> **Task objective**: Render the listing as a two-column CSV with the headers label_request and boxes, with one row per request, starting at the top of the listing and ending at the line containing "left=134, top=265, right=484, bottom=608". Put each request's text and its answer in their own quoted fields, with line breaks replaced by spaces.

> **Data for this task**:

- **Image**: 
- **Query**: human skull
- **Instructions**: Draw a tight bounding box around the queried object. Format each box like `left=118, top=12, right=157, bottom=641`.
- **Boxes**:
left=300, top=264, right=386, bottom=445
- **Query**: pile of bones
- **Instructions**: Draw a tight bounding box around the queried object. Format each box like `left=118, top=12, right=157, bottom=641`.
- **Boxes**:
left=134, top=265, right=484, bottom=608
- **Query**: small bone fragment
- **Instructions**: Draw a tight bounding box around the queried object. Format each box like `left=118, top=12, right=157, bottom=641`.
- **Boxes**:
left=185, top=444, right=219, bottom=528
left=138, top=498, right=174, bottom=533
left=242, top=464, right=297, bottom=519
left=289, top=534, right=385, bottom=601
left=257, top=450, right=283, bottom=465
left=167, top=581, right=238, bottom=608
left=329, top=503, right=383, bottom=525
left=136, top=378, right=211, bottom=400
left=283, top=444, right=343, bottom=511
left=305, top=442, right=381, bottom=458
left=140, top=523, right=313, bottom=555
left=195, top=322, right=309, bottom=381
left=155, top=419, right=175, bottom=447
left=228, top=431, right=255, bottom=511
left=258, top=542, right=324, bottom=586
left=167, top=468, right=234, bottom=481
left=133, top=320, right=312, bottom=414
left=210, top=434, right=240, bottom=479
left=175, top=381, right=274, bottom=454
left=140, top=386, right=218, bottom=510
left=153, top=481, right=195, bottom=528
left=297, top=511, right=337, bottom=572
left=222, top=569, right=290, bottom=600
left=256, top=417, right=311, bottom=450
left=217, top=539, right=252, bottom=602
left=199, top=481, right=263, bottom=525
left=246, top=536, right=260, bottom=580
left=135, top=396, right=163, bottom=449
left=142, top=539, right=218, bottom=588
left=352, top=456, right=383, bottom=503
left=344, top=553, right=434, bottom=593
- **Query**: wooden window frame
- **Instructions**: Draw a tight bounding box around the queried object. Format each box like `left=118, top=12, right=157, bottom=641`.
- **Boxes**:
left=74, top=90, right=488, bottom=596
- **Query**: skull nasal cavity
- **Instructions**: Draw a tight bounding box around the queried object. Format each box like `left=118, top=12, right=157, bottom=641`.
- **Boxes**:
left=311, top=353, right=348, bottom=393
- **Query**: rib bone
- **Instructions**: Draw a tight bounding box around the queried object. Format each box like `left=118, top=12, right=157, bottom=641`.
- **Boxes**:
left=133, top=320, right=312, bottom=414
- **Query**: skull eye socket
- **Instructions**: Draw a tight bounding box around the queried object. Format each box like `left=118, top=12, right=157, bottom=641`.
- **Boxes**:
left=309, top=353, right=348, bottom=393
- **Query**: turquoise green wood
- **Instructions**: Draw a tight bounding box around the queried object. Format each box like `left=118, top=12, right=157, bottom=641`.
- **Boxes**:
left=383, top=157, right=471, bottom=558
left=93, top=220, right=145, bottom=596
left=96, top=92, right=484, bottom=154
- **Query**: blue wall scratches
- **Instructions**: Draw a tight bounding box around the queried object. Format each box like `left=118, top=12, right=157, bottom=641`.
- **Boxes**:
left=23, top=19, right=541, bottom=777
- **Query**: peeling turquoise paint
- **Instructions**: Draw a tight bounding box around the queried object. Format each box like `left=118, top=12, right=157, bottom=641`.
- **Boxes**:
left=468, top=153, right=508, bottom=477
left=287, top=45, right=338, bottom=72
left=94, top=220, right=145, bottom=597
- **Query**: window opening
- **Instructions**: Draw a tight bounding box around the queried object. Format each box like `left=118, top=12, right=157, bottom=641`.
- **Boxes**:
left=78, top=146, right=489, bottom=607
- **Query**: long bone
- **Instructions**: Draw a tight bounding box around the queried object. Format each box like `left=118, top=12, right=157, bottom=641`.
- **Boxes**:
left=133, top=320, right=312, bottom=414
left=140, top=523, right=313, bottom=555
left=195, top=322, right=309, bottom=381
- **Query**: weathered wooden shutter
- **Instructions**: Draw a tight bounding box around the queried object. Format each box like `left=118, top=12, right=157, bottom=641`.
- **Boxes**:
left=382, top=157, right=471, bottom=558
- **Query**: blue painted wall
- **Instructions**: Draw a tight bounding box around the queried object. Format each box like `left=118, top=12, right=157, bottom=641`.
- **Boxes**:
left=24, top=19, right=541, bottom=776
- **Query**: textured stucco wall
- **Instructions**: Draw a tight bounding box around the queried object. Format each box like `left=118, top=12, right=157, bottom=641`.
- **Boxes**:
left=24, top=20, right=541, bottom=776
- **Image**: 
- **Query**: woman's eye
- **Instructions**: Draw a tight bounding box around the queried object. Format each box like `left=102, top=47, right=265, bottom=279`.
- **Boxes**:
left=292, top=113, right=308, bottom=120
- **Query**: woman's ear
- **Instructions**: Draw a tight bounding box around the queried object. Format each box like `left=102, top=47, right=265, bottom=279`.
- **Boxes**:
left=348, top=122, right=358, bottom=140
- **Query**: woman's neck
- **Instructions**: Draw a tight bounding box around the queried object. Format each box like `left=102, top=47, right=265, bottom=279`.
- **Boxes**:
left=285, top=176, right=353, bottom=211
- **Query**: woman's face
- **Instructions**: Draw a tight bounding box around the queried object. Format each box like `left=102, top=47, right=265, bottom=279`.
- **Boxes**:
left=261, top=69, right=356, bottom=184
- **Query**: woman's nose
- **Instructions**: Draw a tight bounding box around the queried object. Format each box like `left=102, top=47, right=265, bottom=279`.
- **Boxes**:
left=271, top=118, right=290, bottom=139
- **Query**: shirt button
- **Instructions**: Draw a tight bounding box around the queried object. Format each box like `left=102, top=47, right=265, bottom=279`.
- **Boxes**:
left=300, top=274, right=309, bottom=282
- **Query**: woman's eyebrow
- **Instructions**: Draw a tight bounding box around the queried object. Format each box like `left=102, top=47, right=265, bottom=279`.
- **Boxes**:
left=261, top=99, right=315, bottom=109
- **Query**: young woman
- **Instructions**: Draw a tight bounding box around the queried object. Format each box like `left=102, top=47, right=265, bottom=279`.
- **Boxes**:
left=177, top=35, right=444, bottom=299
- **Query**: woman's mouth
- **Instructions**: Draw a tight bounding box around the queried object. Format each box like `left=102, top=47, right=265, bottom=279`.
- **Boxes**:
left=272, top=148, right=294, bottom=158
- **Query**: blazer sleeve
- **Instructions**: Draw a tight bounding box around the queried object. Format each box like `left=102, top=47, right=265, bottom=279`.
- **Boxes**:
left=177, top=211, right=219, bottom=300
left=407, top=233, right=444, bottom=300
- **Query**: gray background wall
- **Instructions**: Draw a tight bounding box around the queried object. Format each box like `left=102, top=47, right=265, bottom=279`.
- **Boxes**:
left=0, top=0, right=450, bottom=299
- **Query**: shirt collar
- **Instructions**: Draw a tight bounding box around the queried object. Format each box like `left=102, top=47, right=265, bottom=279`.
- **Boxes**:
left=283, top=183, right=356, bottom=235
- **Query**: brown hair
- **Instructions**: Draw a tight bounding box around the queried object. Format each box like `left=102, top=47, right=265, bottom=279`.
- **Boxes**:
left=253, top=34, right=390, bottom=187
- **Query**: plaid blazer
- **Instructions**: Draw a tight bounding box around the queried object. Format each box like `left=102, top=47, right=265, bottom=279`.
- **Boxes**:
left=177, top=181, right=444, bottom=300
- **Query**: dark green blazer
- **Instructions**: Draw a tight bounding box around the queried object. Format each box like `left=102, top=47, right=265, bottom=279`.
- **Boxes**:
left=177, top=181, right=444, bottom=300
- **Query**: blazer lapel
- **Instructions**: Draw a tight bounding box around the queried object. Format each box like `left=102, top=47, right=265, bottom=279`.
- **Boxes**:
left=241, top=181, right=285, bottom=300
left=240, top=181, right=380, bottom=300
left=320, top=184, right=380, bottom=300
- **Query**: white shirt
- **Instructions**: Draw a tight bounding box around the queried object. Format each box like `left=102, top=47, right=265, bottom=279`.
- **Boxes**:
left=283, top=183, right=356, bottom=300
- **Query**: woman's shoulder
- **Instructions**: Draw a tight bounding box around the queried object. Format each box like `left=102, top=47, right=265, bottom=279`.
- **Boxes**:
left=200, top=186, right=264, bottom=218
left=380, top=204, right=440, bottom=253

> **Solution for this problem**:
label_request,boxes
"- **Image**: - **Query**: human skull - **Instructions**: Draw a tight bounding box around the queried object. Format each box like `left=118, top=12, right=157, bottom=641`. - **Boxes**:","left=300, top=264, right=386, bottom=445"
"- **Query**: pile of bones - **Instructions**: Draw a tight bounding box around the queried object. Format each box like `left=118, top=12, right=157, bottom=641`. - **Boxes**:","left=134, top=265, right=484, bottom=608"